ARBEITSAUFTRÄGE |
1: Gib aus dem Forenthread zu xine-lib den Abschnitt wörtlich wieder, der mit "## schachti" beginnt und sich bis einschließlich "zu finden ist?" fortsetzt.
2: Mit welchem Programm soll das Video laut Schinkencroissant im Forenthread zu xine-lib abgespielt werden?

LESETEXT |
# # # # # # #

Wie dem auch sei, nochmal ganz doof gefragt, kann ja nicht sein, dass ich wegen einem 64-Bit-System immer noch nicht mal die Tagesschau kucken kann. Kann ich das Flag dann dort auch irgendwo erlauben?

Grüße,

Schinkencroissant

----------

## ScytheMan

mit was schaust du denn?

also browser/player

mal gecko-mediaplayer ausprobiert, wenn du einen gecko basierenden browser nutzt?

----------

## schachti

 *Schinkencroissant wrote:*   

> danke schonmal für die Antwort. Kommt nur mir das so vor oder ist das tatsächlich etwas unintuitiv, dass das unter verbose zu finden ist?

 

Passt doch eigentlich - die Klammern werden doch nur angezeigt, wenn --verbose gewählt ist, oder?

 *Schinkencroissant wrote:*   

> 
> 
> Wie dem auch sei, nochmal ganz doof gefragt, kann ja nicht sein, dass ich wegen einem 64-Bit-System immer noch nicht mal die Tagesschau kucken kann.

 

Das scheint eher ein Flash-Problem zu sein - bei mir klappt es auf einem ~amd64-System problemlos.

----------

## Schinkencroissant

Guten Abend,

Flash- oder Browserproblem kann ich ausschließen, ich kucke normalerweise die Tagesschau in 100 Sekunden, die ich über diesen Feed

http://streaming.tagesschau.de/bb/redirect.lsc?rewrite=http://www.tagesschau.de/export/video-podcast-rss/tagesschau-in-100-sekunden&content=content&media=mp3

abonniert habe. Auf meinem System soll das Video dann mit Kaffeine abgespielt werden und da bekomme ich bei genau diesen Videos nur ein Startbild und dann tut sich nichts mehr. Deshalb bin ich davon ausgegangen, dass xine-lib nicht alles kann, was es müsste und da sind mir die fehlenden win32codecs aufgefallen. Die selbst könnte ich wohl bauen, eben als testing, aber so lange ich xine-lib nicht mit dem USE-Flag kompilieren kann, bringt mir das wohl eher nichts.

# # # # # # #

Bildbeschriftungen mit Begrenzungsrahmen
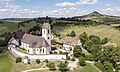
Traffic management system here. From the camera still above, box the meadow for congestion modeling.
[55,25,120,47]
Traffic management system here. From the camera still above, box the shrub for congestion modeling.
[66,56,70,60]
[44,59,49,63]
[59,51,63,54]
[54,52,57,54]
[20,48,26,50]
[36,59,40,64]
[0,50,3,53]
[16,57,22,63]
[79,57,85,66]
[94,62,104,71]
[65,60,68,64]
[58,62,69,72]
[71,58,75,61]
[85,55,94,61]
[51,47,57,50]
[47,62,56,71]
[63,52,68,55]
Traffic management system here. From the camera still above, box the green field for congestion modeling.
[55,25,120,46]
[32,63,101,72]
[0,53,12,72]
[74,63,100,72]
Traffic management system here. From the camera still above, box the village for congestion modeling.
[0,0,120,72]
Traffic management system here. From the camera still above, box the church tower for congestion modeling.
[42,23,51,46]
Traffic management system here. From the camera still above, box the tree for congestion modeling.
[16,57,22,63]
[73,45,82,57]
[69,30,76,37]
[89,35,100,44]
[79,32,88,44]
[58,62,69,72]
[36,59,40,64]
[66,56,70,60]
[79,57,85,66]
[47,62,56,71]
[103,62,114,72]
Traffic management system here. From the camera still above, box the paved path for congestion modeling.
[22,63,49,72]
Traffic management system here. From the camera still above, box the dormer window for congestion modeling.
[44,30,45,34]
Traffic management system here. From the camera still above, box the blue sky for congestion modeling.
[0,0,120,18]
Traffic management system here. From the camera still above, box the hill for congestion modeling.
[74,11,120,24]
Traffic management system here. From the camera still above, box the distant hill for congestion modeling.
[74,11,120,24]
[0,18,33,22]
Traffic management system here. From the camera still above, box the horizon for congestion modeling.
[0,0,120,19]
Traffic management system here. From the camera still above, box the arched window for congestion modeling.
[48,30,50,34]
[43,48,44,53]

# # # # # # #

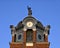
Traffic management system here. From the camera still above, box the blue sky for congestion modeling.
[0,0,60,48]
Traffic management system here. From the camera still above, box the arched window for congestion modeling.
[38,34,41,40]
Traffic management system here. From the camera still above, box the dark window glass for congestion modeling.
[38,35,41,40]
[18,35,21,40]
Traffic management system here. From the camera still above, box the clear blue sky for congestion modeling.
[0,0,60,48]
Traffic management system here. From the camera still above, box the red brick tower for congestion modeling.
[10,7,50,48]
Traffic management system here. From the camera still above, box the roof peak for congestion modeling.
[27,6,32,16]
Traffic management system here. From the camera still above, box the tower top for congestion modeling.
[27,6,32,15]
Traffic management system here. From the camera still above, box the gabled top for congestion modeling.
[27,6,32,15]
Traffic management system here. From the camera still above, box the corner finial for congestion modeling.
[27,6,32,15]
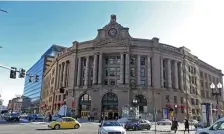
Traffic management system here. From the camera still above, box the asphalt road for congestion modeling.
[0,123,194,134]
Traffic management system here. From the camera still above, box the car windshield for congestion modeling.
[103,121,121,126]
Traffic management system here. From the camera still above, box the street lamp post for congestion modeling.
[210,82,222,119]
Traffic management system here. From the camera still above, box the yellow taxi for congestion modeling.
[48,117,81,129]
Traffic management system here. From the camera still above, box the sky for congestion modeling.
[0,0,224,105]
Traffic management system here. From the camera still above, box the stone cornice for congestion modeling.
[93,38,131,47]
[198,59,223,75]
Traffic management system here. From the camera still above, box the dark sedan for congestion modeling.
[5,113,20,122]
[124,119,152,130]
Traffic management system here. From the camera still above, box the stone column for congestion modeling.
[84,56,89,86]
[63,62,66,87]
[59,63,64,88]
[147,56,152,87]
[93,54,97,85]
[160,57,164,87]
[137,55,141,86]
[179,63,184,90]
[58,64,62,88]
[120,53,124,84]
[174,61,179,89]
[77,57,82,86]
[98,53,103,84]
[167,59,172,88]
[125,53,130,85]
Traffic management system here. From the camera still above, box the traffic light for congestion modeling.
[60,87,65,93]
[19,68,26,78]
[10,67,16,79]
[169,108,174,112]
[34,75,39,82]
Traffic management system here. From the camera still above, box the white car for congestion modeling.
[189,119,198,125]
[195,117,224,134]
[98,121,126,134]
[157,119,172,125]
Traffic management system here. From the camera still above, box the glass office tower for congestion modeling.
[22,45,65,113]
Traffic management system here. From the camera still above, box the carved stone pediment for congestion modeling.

# # # # # # #

LÖSUNGEN |
1:
## schachti

 *Schinkencroissant wrote:*   

> danke schonmal für die Antwort. Kommt nur mir das so vor oder ist das tatsächlich etwas unintuitiv, dass das unter verbose zu finden ist?

2: Mit Kaffeine.